[[ Material to process open ]]

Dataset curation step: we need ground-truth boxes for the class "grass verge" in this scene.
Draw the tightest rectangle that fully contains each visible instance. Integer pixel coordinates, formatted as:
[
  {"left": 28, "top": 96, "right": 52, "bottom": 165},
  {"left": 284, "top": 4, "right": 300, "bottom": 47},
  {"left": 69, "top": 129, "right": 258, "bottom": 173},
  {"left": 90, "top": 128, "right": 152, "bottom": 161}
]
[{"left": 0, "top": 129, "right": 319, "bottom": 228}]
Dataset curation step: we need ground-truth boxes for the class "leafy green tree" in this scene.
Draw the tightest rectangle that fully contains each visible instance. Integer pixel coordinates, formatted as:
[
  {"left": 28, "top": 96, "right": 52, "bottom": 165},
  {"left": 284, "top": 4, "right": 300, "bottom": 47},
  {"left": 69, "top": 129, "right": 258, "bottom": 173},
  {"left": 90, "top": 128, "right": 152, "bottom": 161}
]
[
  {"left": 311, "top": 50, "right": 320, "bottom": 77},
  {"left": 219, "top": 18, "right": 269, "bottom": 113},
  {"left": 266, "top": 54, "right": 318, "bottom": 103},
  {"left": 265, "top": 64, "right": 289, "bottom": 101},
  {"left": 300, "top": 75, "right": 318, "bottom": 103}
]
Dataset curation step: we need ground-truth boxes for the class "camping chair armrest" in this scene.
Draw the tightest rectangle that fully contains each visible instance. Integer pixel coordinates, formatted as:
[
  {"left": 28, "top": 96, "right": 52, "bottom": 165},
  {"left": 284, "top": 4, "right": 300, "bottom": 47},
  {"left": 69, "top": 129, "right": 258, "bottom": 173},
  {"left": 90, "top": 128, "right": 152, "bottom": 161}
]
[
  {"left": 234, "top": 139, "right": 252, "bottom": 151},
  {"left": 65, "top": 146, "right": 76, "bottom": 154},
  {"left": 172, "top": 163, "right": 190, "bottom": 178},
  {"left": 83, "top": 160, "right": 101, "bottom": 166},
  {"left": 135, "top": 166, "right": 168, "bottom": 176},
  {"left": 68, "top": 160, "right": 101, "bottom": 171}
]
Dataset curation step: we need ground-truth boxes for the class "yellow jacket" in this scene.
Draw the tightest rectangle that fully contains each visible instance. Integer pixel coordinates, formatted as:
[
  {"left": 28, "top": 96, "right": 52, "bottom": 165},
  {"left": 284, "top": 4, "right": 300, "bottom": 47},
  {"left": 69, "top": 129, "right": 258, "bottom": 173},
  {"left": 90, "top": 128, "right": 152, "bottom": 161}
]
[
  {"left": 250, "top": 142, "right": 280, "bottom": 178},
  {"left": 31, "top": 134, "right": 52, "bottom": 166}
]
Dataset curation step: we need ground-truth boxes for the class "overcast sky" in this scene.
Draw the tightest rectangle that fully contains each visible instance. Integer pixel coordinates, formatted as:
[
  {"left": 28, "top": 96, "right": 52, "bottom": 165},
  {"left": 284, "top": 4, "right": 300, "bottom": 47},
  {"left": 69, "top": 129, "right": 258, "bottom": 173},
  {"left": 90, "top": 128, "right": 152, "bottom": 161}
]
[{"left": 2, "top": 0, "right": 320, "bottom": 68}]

[[ Material to process closed ]]

* _Task details_
Reproduce the listing above in its entirety, unchanged.

* _Task response_
Dataset curation step: we need ground-truth boxes for the class "grass verge" in this scene.
Draw the tightest rectangle that fully contains each visible instance. Integer pixel coordinates, formatted as:
[
  {"left": 28, "top": 96, "right": 52, "bottom": 165},
  {"left": 284, "top": 4, "right": 300, "bottom": 47},
  {"left": 69, "top": 129, "right": 258, "bottom": 173},
  {"left": 90, "top": 128, "right": 152, "bottom": 161}
]
[{"left": 0, "top": 129, "right": 319, "bottom": 228}]
Dataset curation step: we need ground-truth boxes for the class "leafy green tree" in this scene.
Draw the tightest rectangle that fully contains each visible instance. Integer pixel coordinates, formatted as:
[
  {"left": 28, "top": 96, "right": 52, "bottom": 165},
  {"left": 284, "top": 4, "right": 300, "bottom": 47},
  {"left": 69, "top": 129, "right": 258, "bottom": 173},
  {"left": 90, "top": 128, "right": 152, "bottom": 161}
]
[
  {"left": 311, "top": 50, "right": 320, "bottom": 77},
  {"left": 219, "top": 18, "right": 269, "bottom": 113},
  {"left": 266, "top": 54, "right": 318, "bottom": 103},
  {"left": 265, "top": 64, "right": 289, "bottom": 101},
  {"left": 300, "top": 75, "right": 318, "bottom": 103}
]
Dataset curation step: we need ground-truth boxes for the class "camping chair armrest" in this scene.
Draw the tightest rectangle that fully contains each visible instance. Integer pixel coordinates, formatted as:
[
  {"left": 28, "top": 96, "right": 52, "bottom": 165},
  {"left": 284, "top": 4, "right": 300, "bottom": 47},
  {"left": 69, "top": 129, "right": 258, "bottom": 173},
  {"left": 90, "top": 128, "right": 152, "bottom": 161}
]
[
  {"left": 234, "top": 139, "right": 252, "bottom": 151},
  {"left": 65, "top": 146, "right": 76, "bottom": 154},
  {"left": 172, "top": 163, "right": 190, "bottom": 178},
  {"left": 83, "top": 160, "right": 101, "bottom": 166},
  {"left": 135, "top": 166, "right": 168, "bottom": 176},
  {"left": 68, "top": 160, "right": 101, "bottom": 171}
]
Dataset curation step: we need ground-truth boxes for the class "yellow jacket" in this scene.
Draw the tightest rectangle that fully contains each visible instance. Integer pixel coordinates, formatted as:
[
  {"left": 28, "top": 96, "right": 52, "bottom": 165},
  {"left": 284, "top": 4, "right": 300, "bottom": 47},
  {"left": 69, "top": 129, "right": 258, "bottom": 173},
  {"left": 90, "top": 128, "right": 152, "bottom": 161}
]
[
  {"left": 250, "top": 142, "right": 280, "bottom": 178},
  {"left": 31, "top": 134, "right": 52, "bottom": 166}
]
Dataset curation step: we need ground-truth boxes for the class "overcast sky" in this scene.
Draw the tightest rectangle that fully contains each visible instance. Integer pixel coordinates, formatted as:
[
  {"left": 28, "top": 96, "right": 52, "bottom": 165},
  {"left": 284, "top": 4, "right": 300, "bottom": 47},
  {"left": 69, "top": 129, "right": 258, "bottom": 173},
  {"left": 90, "top": 128, "right": 152, "bottom": 161}
]
[{"left": 2, "top": 0, "right": 320, "bottom": 68}]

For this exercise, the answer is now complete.